=== Description of the task ===
Nothing but a number is wanted: the count of lines in the records below that include "using".

=== Data records ===
┄┄┄┄┄┄
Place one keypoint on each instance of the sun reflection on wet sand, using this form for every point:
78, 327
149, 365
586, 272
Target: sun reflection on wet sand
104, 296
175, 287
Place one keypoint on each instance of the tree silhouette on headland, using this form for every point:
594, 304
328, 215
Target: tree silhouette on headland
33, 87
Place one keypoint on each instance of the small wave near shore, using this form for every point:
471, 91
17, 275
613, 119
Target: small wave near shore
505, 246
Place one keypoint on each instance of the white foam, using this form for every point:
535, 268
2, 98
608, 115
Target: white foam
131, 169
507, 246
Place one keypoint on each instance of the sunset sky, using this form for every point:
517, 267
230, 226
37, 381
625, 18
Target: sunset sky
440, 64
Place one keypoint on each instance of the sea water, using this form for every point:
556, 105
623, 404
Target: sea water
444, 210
┄┄┄┄┄┄
=== Output ===
6